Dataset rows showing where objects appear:
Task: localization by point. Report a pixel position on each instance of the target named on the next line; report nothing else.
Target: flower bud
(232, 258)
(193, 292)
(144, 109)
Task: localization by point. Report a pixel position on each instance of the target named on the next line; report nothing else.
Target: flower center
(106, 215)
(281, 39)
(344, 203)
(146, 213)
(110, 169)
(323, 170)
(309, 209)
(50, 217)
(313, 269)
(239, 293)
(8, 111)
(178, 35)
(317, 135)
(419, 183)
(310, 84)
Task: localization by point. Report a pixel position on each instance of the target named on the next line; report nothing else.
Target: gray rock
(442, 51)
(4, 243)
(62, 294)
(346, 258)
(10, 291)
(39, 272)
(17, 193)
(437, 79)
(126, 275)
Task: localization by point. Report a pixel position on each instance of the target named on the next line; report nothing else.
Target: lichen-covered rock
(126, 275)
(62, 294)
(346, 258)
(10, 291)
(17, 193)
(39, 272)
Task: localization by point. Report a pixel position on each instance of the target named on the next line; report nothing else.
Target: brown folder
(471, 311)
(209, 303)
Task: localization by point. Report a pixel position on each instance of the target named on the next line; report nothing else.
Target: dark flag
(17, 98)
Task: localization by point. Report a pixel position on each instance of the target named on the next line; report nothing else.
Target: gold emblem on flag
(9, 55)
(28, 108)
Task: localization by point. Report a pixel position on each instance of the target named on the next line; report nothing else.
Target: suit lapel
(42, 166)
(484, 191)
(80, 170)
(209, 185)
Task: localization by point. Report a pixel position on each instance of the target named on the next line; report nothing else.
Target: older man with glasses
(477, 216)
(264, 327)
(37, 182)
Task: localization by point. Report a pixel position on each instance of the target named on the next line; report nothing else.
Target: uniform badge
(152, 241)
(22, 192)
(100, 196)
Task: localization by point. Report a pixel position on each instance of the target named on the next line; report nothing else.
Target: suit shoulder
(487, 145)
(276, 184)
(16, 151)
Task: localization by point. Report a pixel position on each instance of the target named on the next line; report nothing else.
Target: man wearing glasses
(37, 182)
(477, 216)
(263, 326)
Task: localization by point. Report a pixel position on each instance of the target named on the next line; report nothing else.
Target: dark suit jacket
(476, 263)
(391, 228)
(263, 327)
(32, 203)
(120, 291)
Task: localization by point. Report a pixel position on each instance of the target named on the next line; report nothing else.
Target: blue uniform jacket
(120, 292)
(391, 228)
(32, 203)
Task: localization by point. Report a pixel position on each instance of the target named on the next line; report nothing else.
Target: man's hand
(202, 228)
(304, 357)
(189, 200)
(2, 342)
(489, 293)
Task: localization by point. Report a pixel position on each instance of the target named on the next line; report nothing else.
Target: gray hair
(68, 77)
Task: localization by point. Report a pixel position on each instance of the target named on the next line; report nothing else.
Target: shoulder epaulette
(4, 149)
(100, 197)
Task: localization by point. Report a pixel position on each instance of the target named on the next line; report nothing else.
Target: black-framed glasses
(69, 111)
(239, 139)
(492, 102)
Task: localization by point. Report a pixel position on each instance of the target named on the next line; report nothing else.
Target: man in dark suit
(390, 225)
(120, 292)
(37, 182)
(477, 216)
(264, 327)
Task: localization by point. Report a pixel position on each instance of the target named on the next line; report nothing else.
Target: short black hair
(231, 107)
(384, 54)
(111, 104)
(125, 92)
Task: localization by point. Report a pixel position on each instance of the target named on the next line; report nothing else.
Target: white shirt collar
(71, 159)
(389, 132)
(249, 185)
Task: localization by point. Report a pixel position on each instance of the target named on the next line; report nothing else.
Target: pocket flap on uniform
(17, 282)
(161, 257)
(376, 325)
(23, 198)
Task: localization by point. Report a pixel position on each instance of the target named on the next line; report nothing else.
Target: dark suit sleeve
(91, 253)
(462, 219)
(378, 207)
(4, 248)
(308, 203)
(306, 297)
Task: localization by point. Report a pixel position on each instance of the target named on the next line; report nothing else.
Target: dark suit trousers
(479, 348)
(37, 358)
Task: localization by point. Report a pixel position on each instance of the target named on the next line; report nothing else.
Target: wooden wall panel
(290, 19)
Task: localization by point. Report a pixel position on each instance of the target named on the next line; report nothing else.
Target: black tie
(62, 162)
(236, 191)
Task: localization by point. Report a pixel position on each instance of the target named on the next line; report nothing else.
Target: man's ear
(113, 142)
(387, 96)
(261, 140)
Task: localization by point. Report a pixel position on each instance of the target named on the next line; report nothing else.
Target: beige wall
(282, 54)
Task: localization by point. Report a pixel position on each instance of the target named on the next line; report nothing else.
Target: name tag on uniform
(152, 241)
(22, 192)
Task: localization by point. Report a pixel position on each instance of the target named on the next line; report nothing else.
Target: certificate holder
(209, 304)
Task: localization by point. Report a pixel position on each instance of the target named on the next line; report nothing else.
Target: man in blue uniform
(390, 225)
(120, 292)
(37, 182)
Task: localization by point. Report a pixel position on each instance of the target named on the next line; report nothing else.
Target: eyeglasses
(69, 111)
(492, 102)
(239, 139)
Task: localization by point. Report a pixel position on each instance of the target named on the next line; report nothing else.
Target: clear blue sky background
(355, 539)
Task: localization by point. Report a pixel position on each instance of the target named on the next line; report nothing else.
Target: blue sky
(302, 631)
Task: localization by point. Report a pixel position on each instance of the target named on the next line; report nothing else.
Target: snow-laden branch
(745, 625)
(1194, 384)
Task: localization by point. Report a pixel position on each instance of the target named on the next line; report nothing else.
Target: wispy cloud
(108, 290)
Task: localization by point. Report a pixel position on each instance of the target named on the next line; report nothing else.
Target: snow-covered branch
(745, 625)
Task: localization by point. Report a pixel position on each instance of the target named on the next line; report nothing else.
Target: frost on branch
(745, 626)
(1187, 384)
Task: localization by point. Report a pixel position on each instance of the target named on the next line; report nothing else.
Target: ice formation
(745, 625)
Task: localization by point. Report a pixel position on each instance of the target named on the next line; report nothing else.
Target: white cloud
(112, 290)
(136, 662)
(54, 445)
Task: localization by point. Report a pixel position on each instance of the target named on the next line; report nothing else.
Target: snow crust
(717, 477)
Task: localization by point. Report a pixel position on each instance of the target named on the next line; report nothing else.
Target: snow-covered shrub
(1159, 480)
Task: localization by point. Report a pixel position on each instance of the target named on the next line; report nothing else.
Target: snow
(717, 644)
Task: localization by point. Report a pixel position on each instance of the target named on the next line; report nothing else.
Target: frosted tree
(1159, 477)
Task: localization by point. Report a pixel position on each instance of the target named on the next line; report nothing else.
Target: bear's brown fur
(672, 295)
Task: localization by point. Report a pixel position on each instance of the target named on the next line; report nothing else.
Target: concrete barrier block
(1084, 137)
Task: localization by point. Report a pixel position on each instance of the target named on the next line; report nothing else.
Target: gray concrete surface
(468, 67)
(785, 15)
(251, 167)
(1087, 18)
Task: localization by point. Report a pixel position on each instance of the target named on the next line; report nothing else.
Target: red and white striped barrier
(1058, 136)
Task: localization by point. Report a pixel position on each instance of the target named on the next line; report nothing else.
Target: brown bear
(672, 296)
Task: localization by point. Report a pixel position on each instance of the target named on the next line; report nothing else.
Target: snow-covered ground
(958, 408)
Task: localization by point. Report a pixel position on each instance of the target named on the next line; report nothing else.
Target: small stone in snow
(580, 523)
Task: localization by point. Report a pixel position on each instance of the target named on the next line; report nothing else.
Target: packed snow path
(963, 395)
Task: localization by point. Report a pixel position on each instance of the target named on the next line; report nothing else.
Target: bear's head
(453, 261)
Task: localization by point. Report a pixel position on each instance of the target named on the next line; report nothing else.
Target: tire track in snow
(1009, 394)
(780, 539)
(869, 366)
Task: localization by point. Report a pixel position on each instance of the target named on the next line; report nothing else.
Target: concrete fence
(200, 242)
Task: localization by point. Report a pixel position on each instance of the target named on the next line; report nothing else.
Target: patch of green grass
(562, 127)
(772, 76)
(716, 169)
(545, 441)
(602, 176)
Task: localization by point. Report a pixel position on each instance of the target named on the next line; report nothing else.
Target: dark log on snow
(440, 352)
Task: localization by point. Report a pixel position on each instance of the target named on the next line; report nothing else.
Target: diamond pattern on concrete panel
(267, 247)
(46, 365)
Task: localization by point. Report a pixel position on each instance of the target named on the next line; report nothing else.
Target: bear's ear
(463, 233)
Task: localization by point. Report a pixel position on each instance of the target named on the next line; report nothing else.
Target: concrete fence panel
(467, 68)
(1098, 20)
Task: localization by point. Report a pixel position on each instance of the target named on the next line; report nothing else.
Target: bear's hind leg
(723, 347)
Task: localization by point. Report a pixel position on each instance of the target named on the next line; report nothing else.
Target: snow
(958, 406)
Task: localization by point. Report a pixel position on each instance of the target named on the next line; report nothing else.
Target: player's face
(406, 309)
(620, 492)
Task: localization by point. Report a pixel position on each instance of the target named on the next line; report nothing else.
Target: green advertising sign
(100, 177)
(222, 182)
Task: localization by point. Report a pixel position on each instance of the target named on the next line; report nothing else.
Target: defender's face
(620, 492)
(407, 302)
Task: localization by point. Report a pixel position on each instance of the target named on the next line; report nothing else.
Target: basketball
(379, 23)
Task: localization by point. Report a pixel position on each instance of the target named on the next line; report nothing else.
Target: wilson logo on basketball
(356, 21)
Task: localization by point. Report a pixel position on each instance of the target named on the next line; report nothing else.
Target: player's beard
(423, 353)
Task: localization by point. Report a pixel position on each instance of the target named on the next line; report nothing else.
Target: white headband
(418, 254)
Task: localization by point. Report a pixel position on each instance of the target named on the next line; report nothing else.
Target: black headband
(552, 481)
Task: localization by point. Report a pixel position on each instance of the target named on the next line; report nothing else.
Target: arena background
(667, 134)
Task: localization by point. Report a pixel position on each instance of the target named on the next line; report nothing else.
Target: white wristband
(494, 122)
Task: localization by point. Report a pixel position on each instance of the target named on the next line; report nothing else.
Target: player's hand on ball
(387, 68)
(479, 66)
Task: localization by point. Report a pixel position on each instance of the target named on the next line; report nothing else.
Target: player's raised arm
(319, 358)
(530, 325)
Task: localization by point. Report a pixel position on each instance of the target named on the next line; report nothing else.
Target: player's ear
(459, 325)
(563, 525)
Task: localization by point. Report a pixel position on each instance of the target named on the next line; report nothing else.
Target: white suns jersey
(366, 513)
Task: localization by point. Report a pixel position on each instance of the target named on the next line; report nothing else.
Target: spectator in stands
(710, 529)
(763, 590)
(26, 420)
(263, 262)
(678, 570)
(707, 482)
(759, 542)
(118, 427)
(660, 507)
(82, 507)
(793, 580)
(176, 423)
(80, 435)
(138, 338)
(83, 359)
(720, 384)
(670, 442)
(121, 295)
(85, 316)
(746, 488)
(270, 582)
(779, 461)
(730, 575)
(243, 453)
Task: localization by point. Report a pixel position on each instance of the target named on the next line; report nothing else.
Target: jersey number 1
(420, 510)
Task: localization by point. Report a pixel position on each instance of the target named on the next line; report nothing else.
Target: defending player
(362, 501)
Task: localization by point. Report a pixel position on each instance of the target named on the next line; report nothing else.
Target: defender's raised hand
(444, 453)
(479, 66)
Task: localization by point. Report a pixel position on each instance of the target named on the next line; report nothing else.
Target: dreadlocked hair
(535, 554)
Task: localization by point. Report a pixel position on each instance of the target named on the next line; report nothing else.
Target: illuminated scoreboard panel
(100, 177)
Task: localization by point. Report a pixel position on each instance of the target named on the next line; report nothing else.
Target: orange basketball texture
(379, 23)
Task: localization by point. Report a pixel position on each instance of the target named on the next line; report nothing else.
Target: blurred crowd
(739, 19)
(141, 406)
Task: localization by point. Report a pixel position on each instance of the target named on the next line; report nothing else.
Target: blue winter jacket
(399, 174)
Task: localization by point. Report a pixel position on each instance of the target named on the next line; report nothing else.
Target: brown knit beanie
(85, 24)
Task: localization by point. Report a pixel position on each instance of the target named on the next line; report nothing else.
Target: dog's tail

→ What to do
How many lines of the listing contain the string "dark", with matching case-sensitive? Give only the number.

→ Problem solution
6